Kutipan Teks:
▼▼▼

Ketua Sentrum Mahasiswa Indonesia (Semaindo) Halbar–DKI Jakarta, Sahrir Jamsin menyebutkan, dalam dokumen resmi, angka Rp 208,5 miliar disebut sebagai pokok pinjaman. Namun, setelah dihitung bunga, provisi, dan biaya pengelolaan, kewajiban riil melonjak menjadi ± Rp 290 miliar.
Jumlah tersebut dengan rincian:
- Pokok pinjaman: Rp 208,5 miliar, Bunga masa tenggang 2021–2022: ±Rp25,8 miliar, Bunga 2023–2028 (±Rp 9 miliar/tahun) : Rp 54 miliar
- Provisi & biaya pengelolaan : Rp 4 miliar
- Total kewajiban riil : kurang lebih Rp 290 miliar
Ini Artinya, beban rakyat Halbar sesungguhnya lebih dari Rp 80 miliar di atas angka resmi yang dipublikasikan Pemda.
“Masyarakat Halbar dibuai angka Rp 208,5 miliar, padahal beban riil hampir Rp 300 miliar. Ini bukan pemulihan, ini jerat fiskal,” tegas Sahrir Jamsin.

▲▲▲

Sasaran Tugas:
1. Tentukan apakah setiap pernyataan berikut sesuai dengan kutipan tentang pinjaman Halbar. Jawab ya atau tidak, lalu sertakan kata-kata penentu dari kutipan itu tanpa diubah.
(a) Dalam dokumen resmi, Rp 208,5 miliar disebut sebagai pokok pinjaman.
(b) Provisi dan biaya pengelolaan berjumlah Rp 25,8 miliar.
(c) Sahrir Jamsin menyebut keadaan ini sebagai pemulihan.
2. Teruskan kutipan tentang pinjaman Halbar mulai dari sesudah kalimat terakhirnya.

Catatan Tersimpan:

▼▼▼

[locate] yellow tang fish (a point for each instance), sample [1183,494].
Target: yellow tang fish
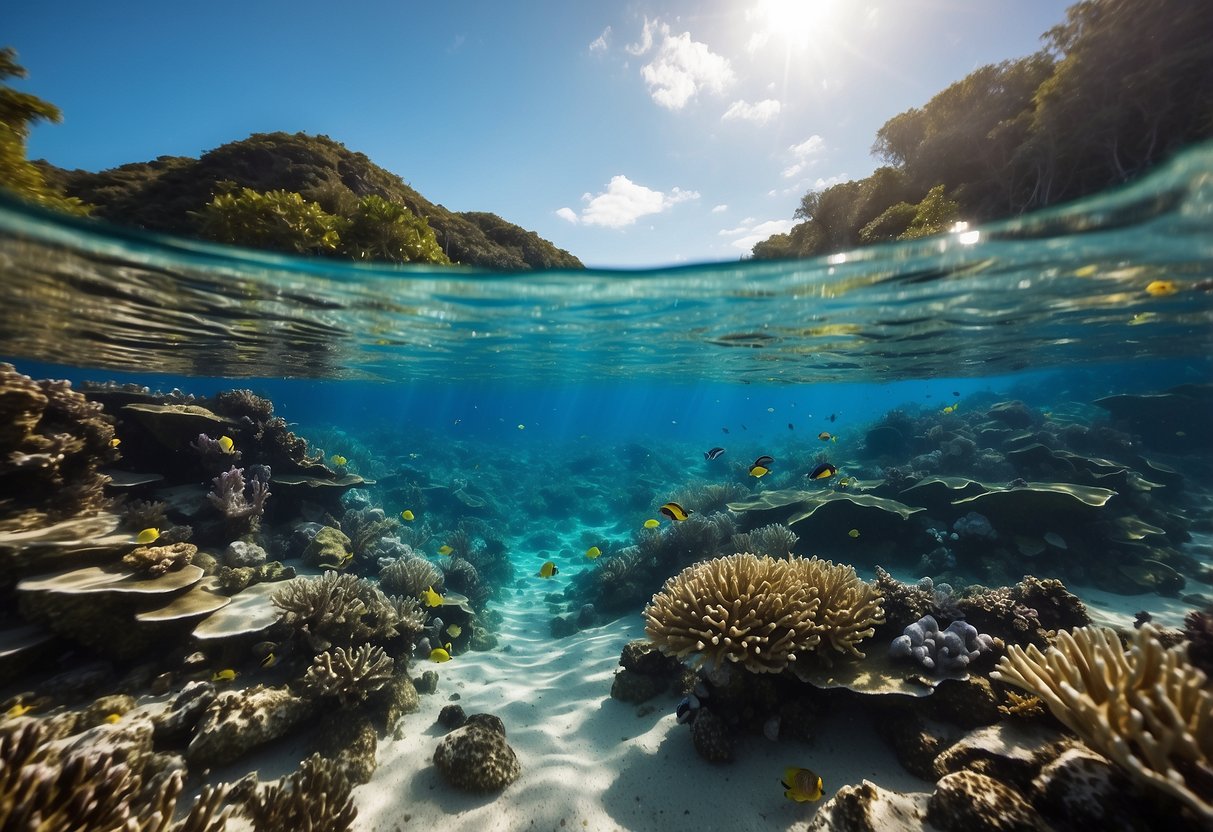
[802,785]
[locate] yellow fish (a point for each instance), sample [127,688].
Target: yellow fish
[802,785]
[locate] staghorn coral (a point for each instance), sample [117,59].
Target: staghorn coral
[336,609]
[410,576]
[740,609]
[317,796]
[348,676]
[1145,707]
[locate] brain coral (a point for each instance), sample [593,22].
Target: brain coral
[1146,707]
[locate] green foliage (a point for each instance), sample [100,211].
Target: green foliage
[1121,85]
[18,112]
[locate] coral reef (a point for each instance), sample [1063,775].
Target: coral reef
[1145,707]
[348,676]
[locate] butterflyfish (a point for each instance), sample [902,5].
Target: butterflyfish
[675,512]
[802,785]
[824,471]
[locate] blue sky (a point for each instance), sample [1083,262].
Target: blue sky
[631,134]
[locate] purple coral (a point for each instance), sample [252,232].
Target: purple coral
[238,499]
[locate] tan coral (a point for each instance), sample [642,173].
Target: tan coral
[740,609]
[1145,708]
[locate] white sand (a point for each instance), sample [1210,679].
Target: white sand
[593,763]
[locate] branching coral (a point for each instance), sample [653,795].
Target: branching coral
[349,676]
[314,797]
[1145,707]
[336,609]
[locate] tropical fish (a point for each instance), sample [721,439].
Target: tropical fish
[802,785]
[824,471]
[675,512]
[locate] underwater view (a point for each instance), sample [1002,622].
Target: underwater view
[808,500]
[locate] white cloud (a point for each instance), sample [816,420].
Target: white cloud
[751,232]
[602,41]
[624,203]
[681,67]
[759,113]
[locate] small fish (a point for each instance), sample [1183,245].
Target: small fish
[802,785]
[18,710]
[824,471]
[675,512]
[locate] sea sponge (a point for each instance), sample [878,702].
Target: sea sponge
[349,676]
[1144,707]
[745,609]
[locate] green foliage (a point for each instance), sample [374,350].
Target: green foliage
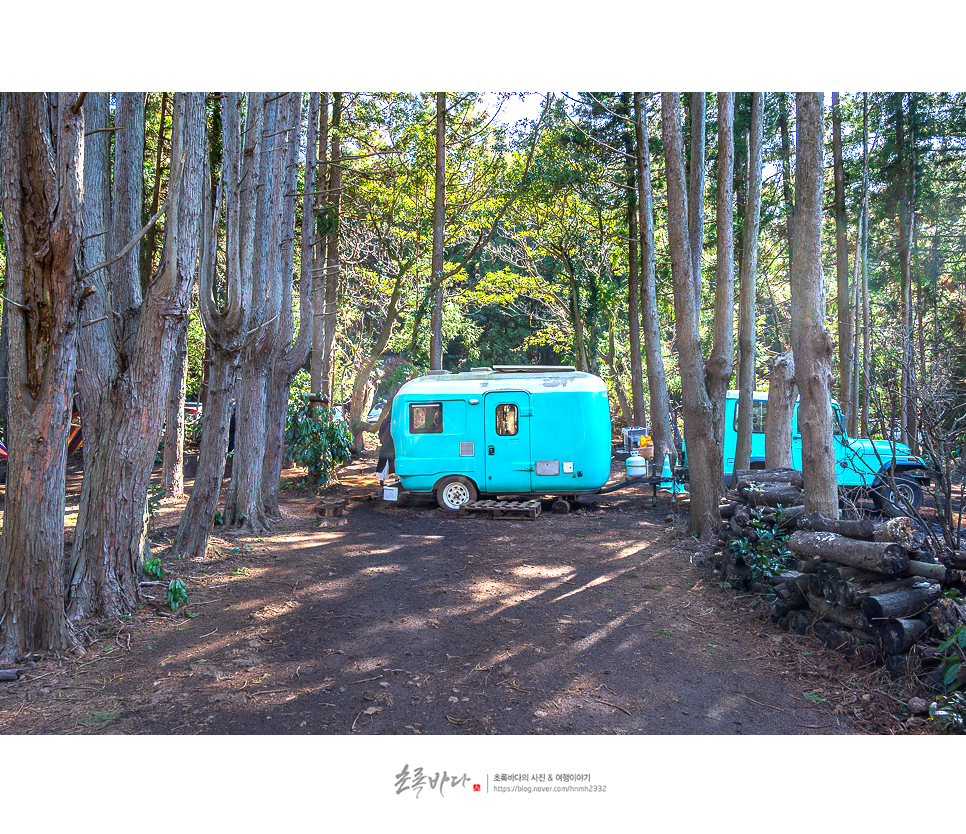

▲▲▲

Jawaban:
1.
(a) Ya: "angka Rp 208,5 miliar disebut sebagai pokok pinjaman"
(b) Tidak: "Provisi & biaya pengelolaan : Rp 4 miliar"
(c) Tidak: "Ini bukan pemulihan, ini jerat fiskal"

2.
Narasi Pemda berbicara soal UMKM, pertanian, dan perikanan. Namun realisasi membuktikan sebaliknya. Lebih dari 90% dana justru diarahkan ke proyek fisik, di antaranya:
- Dinas PUPR: Rp 187,5 miliar – proyek jalan, jembatan, dan gedung
- Dinas Pariwisata: Rp 6 miliar – penataan wisata
- RSUD Jailolo: Rp 6 miliar – fasilitas rawat jalan
- Dinas Perhubungan: Rp 4 miliar – penerangan jalan umum
- Dinas Perumahan/Permukiman: Rp 5 miliar – rumah tidak layak huni.
Nyaris tidak ada anggaran yang menyentuh langsung petani, nelayan, dan UMKM. Skema ini memperlihatkan pola lama: proyek fisik sebagai bancakan kontraktor dan elit politik, sementara rakyat hanya diwarisi cicilan utang.
Dengan cicilan Rp 43–45 miliar per tahun, dan 70% APBD Halbar (± Rp 1,1 triliun) sudah tersedot untuk gaji pegawai, ruang fiskal daerah semakin sempit. Program pendidikan, kesehatan, dan pelayanan publik makin terpinggirkan.
“Logikanya sederhana, semakin besar cicilan utang, semakin kecil anggaran untuk rakyat. Jadi, proyek ini bukan pemulihan, melainkan pengalihan dana rakyat ke kontraktor dan elit politik,” kata Sahrir.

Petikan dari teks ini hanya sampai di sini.